── Extracted records
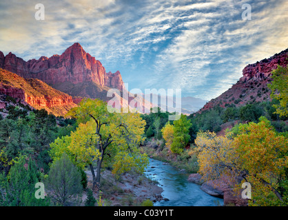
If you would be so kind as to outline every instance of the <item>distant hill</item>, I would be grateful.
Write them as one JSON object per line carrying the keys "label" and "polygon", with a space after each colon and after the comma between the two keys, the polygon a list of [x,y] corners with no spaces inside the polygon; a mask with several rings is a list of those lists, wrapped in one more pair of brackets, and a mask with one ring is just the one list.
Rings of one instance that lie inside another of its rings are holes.
{"label": "distant hill", "polygon": [[236,84],[218,97],[209,101],[198,113],[217,105],[222,107],[231,104],[238,107],[271,100],[271,91],[267,87],[267,84],[271,81],[271,72],[278,65],[286,67],[288,65],[287,57],[288,48],[269,58],[248,65],[243,70],[243,76]]}
{"label": "distant hill", "polygon": [[[77,105],[72,98],[38,79],[23,78],[0,68],[0,95],[28,104],[36,109],[45,109],[55,116],[63,116]],[[6,104],[0,101],[0,108]]]}

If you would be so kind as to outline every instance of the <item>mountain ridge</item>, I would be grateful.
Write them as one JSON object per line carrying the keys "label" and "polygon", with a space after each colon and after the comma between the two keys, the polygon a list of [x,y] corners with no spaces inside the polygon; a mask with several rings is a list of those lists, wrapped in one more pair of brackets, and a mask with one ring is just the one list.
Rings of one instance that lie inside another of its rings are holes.
{"label": "mountain ridge", "polygon": [[253,64],[247,65],[243,69],[243,76],[232,87],[221,95],[213,98],[196,113],[209,110],[219,105],[227,107],[230,105],[243,106],[248,103],[271,100],[271,91],[267,84],[271,81],[271,72],[278,65],[288,65],[288,48]]}

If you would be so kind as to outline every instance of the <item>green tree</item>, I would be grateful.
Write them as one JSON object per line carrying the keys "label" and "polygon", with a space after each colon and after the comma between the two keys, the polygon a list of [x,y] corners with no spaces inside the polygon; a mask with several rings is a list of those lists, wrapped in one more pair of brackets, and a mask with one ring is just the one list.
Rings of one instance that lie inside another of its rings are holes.
{"label": "green tree", "polygon": [[55,205],[79,204],[83,189],[81,175],[65,153],[51,165],[45,186]]}
{"label": "green tree", "polygon": [[96,202],[96,199],[93,196],[93,192],[89,188],[87,189],[87,198],[85,200],[85,206],[94,206]]}
{"label": "green tree", "polygon": [[287,206],[288,140],[267,118],[240,124],[224,137],[200,133],[195,143],[199,173],[207,180],[223,175],[242,177],[251,185],[250,206]]}
{"label": "green tree", "polygon": [[158,117],[153,122],[153,126],[154,126],[155,131],[156,131],[156,138],[157,140],[158,139],[158,133],[159,133],[159,130],[160,130],[160,125],[161,125],[161,120],[160,120],[160,118]]}
{"label": "green tree", "polygon": [[278,104],[274,104],[276,113],[280,116],[288,116],[288,67],[278,65],[276,69],[272,72],[271,78],[273,81],[268,85],[271,90],[271,98],[279,100]]}
{"label": "green tree", "polygon": [[[61,145],[55,146],[52,144],[52,153],[56,156],[57,152],[67,151],[79,166],[89,166],[93,177],[93,188],[100,187],[103,161],[112,163],[112,173],[116,176],[132,168],[144,171],[148,160],[146,155],[141,154],[138,146],[144,140],[145,121],[138,113],[112,113],[105,102],[85,99],[68,115],[77,118],[79,126],[71,133],[70,142],[65,144],[66,150]],[[61,140],[59,139],[56,142]],[[96,175],[93,165],[95,161]]]}
{"label": "green tree", "polygon": [[187,116],[181,115],[179,120],[174,121],[174,138],[170,150],[174,153],[181,153],[190,140],[189,129],[192,124]]}
{"label": "green tree", "polygon": [[146,131],[146,136],[147,138],[151,138],[152,136],[154,135],[154,133],[153,133],[153,129],[152,129],[152,126],[149,126],[148,129]]}
{"label": "green tree", "polygon": [[256,122],[263,115],[263,110],[257,104],[248,104],[240,108],[239,113],[242,120]]}
{"label": "green tree", "polygon": [[[40,174],[37,170],[35,162],[30,158],[26,162],[21,157],[12,167],[9,175],[3,174],[0,179],[0,191],[2,191],[3,206],[49,206],[49,199],[35,197],[36,183],[39,182]],[[2,190],[1,190],[2,188]],[[5,193],[3,193],[5,192]]]}

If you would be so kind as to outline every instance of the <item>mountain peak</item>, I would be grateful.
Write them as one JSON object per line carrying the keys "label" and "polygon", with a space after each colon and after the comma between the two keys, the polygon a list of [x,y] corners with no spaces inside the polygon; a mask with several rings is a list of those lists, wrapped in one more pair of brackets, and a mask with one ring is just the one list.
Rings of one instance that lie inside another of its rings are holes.
{"label": "mountain peak", "polygon": [[0,67],[50,85],[93,82],[102,87],[122,89],[123,84],[119,72],[107,74],[101,63],[87,53],[79,43],[74,43],[60,56],[41,56],[28,62],[12,53],[6,57],[0,53]]}

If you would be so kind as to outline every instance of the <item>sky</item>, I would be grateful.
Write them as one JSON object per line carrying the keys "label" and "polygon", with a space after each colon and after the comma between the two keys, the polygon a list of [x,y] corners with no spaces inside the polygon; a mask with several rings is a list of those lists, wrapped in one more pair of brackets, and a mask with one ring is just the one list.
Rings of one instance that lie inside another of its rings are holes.
{"label": "sky", "polygon": [[[39,3],[45,17],[38,21]],[[50,57],[75,42],[106,72],[120,71],[128,90],[181,89],[183,96],[209,100],[247,65],[288,47],[288,1],[0,1],[5,55]]]}

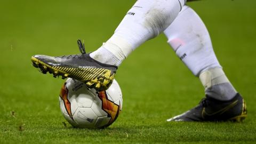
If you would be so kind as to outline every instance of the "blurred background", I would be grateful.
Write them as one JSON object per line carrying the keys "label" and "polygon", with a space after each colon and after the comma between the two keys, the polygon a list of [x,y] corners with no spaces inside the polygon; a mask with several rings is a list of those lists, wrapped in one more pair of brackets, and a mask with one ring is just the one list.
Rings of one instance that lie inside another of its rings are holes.
{"label": "blurred background", "polygon": [[[31,129],[39,129],[38,124],[62,126],[58,96],[65,81],[40,74],[32,67],[31,57],[79,53],[78,38],[84,39],[87,52],[95,50],[111,36],[135,2],[1,0],[0,127],[15,129],[20,123]],[[209,0],[188,5],[206,25],[226,75],[247,101],[247,121],[253,121],[256,1]],[[164,122],[204,97],[200,82],[166,41],[161,34],[146,42],[119,68],[116,78],[123,90],[124,107],[116,126]],[[12,120],[11,111],[18,121]]]}

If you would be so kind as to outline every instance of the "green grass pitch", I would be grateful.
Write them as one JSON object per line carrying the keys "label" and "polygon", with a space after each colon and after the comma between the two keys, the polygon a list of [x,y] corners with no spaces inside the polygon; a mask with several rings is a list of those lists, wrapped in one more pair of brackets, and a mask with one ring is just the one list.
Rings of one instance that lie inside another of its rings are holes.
────
To do >>
Identify and copy each line above that contains the word "grateful".

The solution >>
If you would be so kind as to outline every instance of the <item>distant hill</item>, I would be grateful.
If you would be so kind as to outline every instance of the <item>mountain ridge</item>, I would be grateful.
If you would be so kind as to outline every instance of the <item>green tree</item>, I would be grateful.
If you would be so kind as to outline every instance of the <item>mountain peak</item>, I would be grateful.
If you would be so kind as to outline every instance of the <item>sky</item>, I would be grateful.
If you would be so kind as to outline every instance of the "blurred background", I would be grateful.
If you would be so kind as to outline every instance of the "green grass pitch", I would be grateful.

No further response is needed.